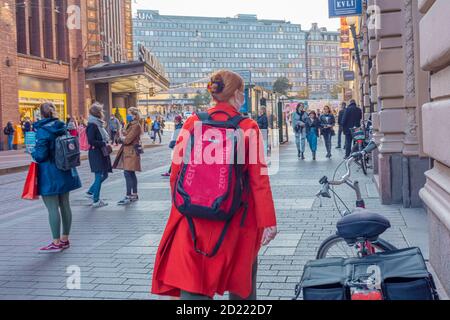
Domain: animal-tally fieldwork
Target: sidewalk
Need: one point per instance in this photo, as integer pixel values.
(115, 247)
(18, 161)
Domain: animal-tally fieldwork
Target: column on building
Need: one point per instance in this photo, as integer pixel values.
(370, 22)
(416, 89)
(390, 88)
(435, 58)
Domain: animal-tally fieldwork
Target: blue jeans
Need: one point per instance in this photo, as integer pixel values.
(300, 141)
(327, 137)
(100, 177)
(10, 141)
(312, 141)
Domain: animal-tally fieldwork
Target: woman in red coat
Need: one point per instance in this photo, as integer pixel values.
(182, 272)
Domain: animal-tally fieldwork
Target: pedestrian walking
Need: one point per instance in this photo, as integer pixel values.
(340, 123)
(9, 133)
(178, 126)
(181, 269)
(312, 132)
(352, 119)
(149, 123)
(263, 123)
(163, 125)
(299, 119)
(114, 129)
(99, 153)
(156, 129)
(26, 125)
(72, 127)
(327, 123)
(54, 185)
(129, 156)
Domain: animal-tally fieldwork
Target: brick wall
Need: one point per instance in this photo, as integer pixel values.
(8, 74)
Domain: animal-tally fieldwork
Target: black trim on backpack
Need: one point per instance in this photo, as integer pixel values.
(217, 215)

####

*Task prompt*
Write out the listing above again, exactly, but with no pictures in the copy.

*Your solution*
Domain: animal-tally fieldwork
Target: sidewalk
Need: one point per instance in this photo, as integer pixel values.
(115, 247)
(18, 161)
Domain: animal-tally fieldwork
Target: column on building
Need: one point per instance in this photo, as integer pixel values.
(370, 22)
(416, 89)
(390, 88)
(435, 58)
Domain: animal-tally fieldwork
Target: blue jeans
Need: one point per instance in this photo, as integer pixel values.
(300, 141)
(327, 137)
(100, 177)
(10, 141)
(312, 141)
Domain: animal-tally fieldwork
Target: woman in red coat
Need: one point per instance in this photo, as integer pixel values.
(182, 272)
Domain: animal-tally fieldwork
Target: pedestrian walking
Need: one point per instance in this photo, as integer pixel values.
(340, 123)
(9, 133)
(178, 126)
(181, 269)
(312, 132)
(352, 119)
(149, 123)
(263, 123)
(163, 125)
(299, 119)
(114, 129)
(99, 153)
(156, 129)
(26, 125)
(72, 127)
(327, 123)
(54, 185)
(129, 156)
Domain: animal-tally fieldwork
Target: brick wall
Need: one point per instance in this photo, as integer pixel values.
(8, 74)
Domain: animal-tally fieldwork
Target: black trim on backpack
Need: one point per instance in this photo, as integer pixel values.
(217, 215)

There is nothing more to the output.